BEGIN INPUT

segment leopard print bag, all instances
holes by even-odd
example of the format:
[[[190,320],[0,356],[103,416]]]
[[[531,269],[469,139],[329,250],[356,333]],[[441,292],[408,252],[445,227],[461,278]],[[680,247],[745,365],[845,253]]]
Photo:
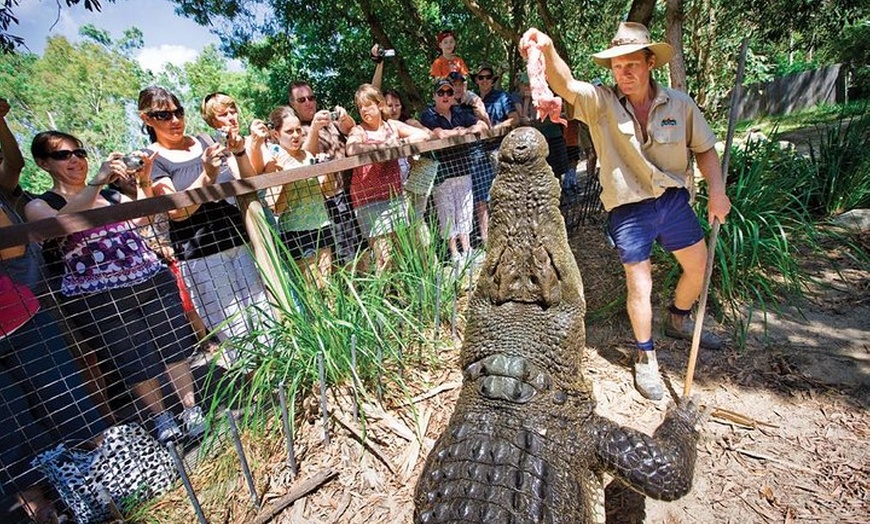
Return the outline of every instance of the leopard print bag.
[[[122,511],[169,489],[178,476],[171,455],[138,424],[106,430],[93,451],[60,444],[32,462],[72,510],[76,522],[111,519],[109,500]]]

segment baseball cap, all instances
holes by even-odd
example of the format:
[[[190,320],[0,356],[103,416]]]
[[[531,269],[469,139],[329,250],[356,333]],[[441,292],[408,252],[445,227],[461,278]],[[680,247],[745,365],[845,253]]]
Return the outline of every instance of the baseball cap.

END INPUT

Output the part of the entries that opens with the line containing "segment baseball cap, all instances" and runs through the end of the entries as a Markdown table with the columns Row and Entry line, numbering each line and leaving out blank lines.

** EXERCISE RESPONSE **
| Row | Entry line |
|---|---|
| 1 | segment baseball cap, all instances |
| 2 | holes by even-odd |
| 3 | example of the format: |
| 4 | [[[190,320],[0,356],[103,416]]] |
| 5 | [[[531,269],[469,139],[329,250],[356,333]],[[441,292],[408,252],[445,227],[461,278]],[[680,247],[745,365],[845,253]]] |
| 6 | Return the outline of every instance of the baseball cap. |